◆ Aufgabenliste:
1. Führen Sie sämtliche Birnenbrände auf, die der Text über Birnenbrände als Teilnehmer des Vergleichs nennt, jeweils mit Hersteller.
2. Geben Sie den Text über Birnenbrände beginnend mit „- Ziegler –“ und fortlaufend bis einschließlich „hin zu parfümiert.“ erneut wieder, und tauschen Sie dabei „Blindverkostung“ gegen „Vergleichsverkostung“.

◆ Textauszug:
'''
Obstler sind eine Spezialität im deutschsprachigen Raum, und zu den beliebtesten Sorten überhaupt gehört der Birnenbrand beziehungsweise der Brand von der Williamsbirne. Er ist der meistverkaufte Obstbrand in Deutschland und ein absolutes Kulturgut. Jede Brennerei, die etwas auf sich hält, hat einen eigenen Birnenbrand im Sortiment. Und auch wenn ein Birnenbrand zumeist aus der Williams Christ hergestellt wird, gibt es doch noch einige andere Sorten, mit denen man einen hervorragenden Birnenbrand herstellen kann. Doch sind die geschmacklichen Unterschiede so groß? Das wollten wir in einem Blind-Tasting herausfinden. Dafür haben wir folgende Birnenbrände im unmittelbaren Vergleich verkostet:
- Lantenhammer – Brand von der Roten Williamsbirne (unfiltriert)
- Ziegler – Brand von der Williamsbirne
- Reisetbauer – Brand von der Roten Williams
- Brennerei Haas – Williamsbirnen Cuvee
- Brennerei Haas – Brand von der Schönen von Charneux
Die Ergebnisse der Blindverkostung lest ihr im folgenden Blog-Beitrag.
Williamsbirne: Deshalb ist sie so populär
Die Williamsbirne hat das einprägsamste und am meisten mit Birne assoziierte Aroma. Dafür besitzt sie verhältnismäßig wenig Zucker und ist dadurch nicht die effizienteste Birne zur Herstellung eines Schnapses. Selten werden Mostbirnen eingesetzt, weil sie einen zu herben und bitteren Geschmack entwickeln, Ausnahmen sind die Hirschbirne und die Weinbirne. Das Aromenspektrum reicht von hell-fruchtig über dörrobstartig bis hin zu parfümiert.
Je nach Sorte der Birnen dauert es zwischen drei und zehn Tagen, bis die Früchte nach der Ernte ausreichend nachgereift sind. Im Allgemeinen heißt es, dass die Birne zur Herstellung eines hochwertigen Brandes nicht weich und überreif werden darf. Auf unseren Destillerietouren bei Hans Reisetbauer und Lantenhammer vertrat man jedoch eine andere Meinung.

Doch kommen wir nun zu den Ergebnissen unseres Birnenbrand-Vergleichstests.
'''
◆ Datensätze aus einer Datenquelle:
'''
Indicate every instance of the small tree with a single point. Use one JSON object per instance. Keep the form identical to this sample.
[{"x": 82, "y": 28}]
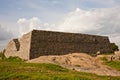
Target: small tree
[{"x": 114, "y": 47}]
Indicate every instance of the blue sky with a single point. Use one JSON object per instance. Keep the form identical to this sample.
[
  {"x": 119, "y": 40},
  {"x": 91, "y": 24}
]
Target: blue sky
[
  {"x": 59, "y": 15},
  {"x": 46, "y": 9}
]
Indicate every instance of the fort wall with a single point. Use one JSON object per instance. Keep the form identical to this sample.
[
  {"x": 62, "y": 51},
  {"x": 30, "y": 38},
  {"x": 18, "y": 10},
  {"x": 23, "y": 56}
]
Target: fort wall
[{"x": 59, "y": 43}]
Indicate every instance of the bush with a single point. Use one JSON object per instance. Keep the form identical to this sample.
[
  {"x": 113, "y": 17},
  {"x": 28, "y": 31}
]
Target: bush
[
  {"x": 114, "y": 47},
  {"x": 2, "y": 56},
  {"x": 14, "y": 59}
]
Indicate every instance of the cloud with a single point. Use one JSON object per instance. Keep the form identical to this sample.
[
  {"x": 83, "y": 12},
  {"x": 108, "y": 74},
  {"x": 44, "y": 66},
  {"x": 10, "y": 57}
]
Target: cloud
[
  {"x": 4, "y": 34},
  {"x": 100, "y": 21},
  {"x": 26, "y": 25}
]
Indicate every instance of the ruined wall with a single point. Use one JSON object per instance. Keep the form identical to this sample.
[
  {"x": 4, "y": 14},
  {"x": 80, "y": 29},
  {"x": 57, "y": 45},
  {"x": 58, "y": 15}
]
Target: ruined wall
[
  {"x": 57, "y": 43},
  {"x": 19, "y": 47}
]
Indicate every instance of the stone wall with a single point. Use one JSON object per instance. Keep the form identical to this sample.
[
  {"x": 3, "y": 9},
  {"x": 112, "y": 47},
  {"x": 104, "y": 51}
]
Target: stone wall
[
  {"x": 58, "y": 43},
  {"x": 19, "y": 47}
]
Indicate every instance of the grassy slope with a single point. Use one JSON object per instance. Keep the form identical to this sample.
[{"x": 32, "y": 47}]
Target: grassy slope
[
  {"x": 113, "y": 64},
  {"x": 15, "y": 69}
]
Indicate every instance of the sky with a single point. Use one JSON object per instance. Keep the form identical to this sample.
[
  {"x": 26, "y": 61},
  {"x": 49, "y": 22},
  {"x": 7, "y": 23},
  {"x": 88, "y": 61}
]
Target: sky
[{"x": 98, "y": 17}]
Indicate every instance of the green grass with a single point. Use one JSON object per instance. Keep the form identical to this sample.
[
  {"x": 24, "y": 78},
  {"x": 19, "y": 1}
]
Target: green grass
[
  {"x": 112, "y": 64},
  {"x": 14, "y": 68}
]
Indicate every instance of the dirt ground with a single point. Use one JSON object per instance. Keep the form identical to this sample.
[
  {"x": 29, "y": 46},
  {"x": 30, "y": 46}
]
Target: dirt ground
[{"x": 80, "y": 62}]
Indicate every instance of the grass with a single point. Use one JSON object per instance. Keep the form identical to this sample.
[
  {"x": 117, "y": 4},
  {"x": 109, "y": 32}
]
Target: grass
[
  {"x": 14, "y": 68},
  {"x": 113, "y": 64}
]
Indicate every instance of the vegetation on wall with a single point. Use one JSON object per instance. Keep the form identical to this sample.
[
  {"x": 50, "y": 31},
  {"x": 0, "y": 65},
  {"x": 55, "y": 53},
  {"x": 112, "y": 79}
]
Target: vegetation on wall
[{"x": 114, "y": 47}]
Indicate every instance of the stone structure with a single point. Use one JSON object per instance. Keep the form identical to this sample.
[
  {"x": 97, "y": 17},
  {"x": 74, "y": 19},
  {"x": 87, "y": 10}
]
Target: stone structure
[{"x": 39, "y": 43}]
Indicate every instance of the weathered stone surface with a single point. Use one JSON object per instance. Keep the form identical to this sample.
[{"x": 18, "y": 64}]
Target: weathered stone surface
[
  {"x": 38, "y": 43},
  {"x": 19, "y": 47}
]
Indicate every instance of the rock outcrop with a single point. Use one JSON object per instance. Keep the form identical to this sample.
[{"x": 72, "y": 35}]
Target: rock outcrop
[{"x": 39, "y": 43}]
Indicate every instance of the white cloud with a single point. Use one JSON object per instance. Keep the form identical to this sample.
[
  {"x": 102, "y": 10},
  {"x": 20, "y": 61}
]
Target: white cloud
[
  {"x": 101, "y": 21},
  {"x": 4, "y": 34},
  {"x": 26, "y": 25}
]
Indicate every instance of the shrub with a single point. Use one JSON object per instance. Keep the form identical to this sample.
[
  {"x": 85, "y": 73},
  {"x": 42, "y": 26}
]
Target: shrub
[{"x": 114, "y": 47}]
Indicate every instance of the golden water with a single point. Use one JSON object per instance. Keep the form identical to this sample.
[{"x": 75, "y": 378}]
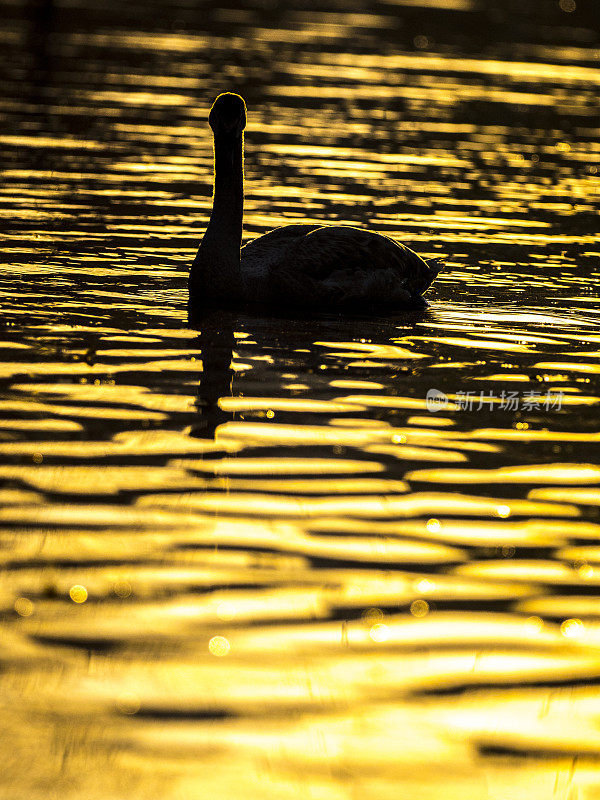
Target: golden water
[{"x": 248, "y": 561}]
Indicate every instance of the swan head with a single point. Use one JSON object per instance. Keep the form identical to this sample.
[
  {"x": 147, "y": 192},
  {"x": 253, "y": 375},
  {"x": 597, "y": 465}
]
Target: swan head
[{"x": 228, "y": 115}]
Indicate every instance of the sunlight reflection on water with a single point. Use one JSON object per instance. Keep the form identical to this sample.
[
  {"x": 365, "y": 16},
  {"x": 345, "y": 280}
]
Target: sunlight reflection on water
[{"x": 250, "y": 560}]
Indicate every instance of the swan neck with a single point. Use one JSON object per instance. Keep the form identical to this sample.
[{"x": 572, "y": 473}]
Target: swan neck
[
  {"x": 228, "y": 194},
  {"x": 216, "y": 272}
]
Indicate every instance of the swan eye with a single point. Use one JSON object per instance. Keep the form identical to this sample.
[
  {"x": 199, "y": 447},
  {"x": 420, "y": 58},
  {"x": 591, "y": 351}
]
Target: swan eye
[{"x": 228, "y": 114}]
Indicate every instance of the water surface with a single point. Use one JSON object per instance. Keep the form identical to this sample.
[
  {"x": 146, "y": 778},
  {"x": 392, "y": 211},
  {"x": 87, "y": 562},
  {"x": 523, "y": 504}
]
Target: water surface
[{"x": 249, "y": 560}]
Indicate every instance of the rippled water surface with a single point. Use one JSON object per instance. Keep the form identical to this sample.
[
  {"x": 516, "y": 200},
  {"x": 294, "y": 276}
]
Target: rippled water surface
'''
◆ Geordnete Lösungen:
1.
- Lantenhammer – Brand von der Roten Williamsbirne (unfiltriert)
- Ziegler – Brand von der Williamsbirne
- Reisetbauer – Brand von der Roten Williams
- Brennerei Haas – Williamsbirnen Cuvee
- Brennerei Haas – Brand von der Schönen von Charneux

2.
- Ziegler – Brand von der Williamsbirne
- Reisetbauer – Brand von der Roten Williams
- Brennerei Haas – Williamsbirnen Cuvee
- Brennerei Haas – Brand von der Schönen von Charneux
Die Ergebnisse der Vergleichsverkostung lest ihr im folgenden Blog-Beitrag.
Williamsbirne: Deshalb ist sie so populär
Die Williamsbirne hat das einprägsamste und am meisten mit Birne assoziierte Aroma. Dafür besitzt sie verhältnismäßig wenig Zucker und ist dadurch nicht die effizienteste Birne zur Herstellung eines Schnapses. Selten werden Mostbirnen eingesetzt, weil sie einen zu herben und bitteren Geschmack entwickeln, Ausnahmen sind die Hirschbirne und die Weinbirne. Das Aromenspektrum reicht von hell-fruchtig über dörrobstartig bis hin zu parfümiert.